━━━━━ Provided data
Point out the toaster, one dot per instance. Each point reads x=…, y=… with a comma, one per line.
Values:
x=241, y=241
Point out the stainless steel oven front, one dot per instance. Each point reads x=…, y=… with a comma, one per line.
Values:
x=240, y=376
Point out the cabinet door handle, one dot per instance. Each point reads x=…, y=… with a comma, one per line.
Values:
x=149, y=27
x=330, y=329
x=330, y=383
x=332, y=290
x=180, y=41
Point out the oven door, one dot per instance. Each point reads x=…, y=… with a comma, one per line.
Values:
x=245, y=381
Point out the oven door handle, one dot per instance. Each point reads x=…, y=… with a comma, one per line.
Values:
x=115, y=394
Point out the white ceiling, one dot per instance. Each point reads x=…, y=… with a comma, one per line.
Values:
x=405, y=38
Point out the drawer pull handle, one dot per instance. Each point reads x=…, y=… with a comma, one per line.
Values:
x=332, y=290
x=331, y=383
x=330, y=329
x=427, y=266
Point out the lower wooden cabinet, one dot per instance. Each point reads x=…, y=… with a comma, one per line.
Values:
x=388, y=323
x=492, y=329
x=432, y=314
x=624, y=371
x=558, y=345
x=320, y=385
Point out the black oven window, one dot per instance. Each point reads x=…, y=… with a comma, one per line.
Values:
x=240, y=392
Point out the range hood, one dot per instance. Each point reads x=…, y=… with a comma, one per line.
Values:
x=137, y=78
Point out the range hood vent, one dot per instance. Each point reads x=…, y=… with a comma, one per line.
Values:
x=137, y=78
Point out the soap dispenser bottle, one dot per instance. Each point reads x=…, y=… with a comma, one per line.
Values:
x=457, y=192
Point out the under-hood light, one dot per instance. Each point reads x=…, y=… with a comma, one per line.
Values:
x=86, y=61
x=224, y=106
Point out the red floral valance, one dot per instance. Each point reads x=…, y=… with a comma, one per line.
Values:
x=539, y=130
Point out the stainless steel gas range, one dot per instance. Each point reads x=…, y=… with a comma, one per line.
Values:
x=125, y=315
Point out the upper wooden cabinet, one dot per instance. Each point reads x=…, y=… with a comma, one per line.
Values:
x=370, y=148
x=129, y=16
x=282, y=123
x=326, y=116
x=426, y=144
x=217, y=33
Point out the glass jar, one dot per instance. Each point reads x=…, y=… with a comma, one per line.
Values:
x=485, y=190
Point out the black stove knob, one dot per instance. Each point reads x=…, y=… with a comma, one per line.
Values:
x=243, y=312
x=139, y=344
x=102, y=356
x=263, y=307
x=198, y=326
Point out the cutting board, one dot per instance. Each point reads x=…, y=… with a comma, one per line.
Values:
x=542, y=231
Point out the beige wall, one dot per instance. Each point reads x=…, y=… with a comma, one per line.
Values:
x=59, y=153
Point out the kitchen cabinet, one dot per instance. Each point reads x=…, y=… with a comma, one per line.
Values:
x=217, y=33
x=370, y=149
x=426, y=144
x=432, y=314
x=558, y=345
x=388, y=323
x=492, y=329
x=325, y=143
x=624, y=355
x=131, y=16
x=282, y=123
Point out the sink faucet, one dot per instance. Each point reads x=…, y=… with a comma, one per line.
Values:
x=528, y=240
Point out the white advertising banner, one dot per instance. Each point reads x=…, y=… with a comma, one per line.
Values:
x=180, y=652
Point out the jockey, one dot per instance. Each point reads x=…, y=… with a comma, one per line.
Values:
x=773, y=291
━━━━━━━━━━
Task goal: From the data, collect all lines where the string "steel" appears.

Response for this exercise:
Point out the stainless steel oven front, one dot per instance. Each point reads x=…, y=… with a comma, one per line.
Point out the stainless steel gas range, one dot per instance. Each point reads x=…, y=… with a comma, one per line.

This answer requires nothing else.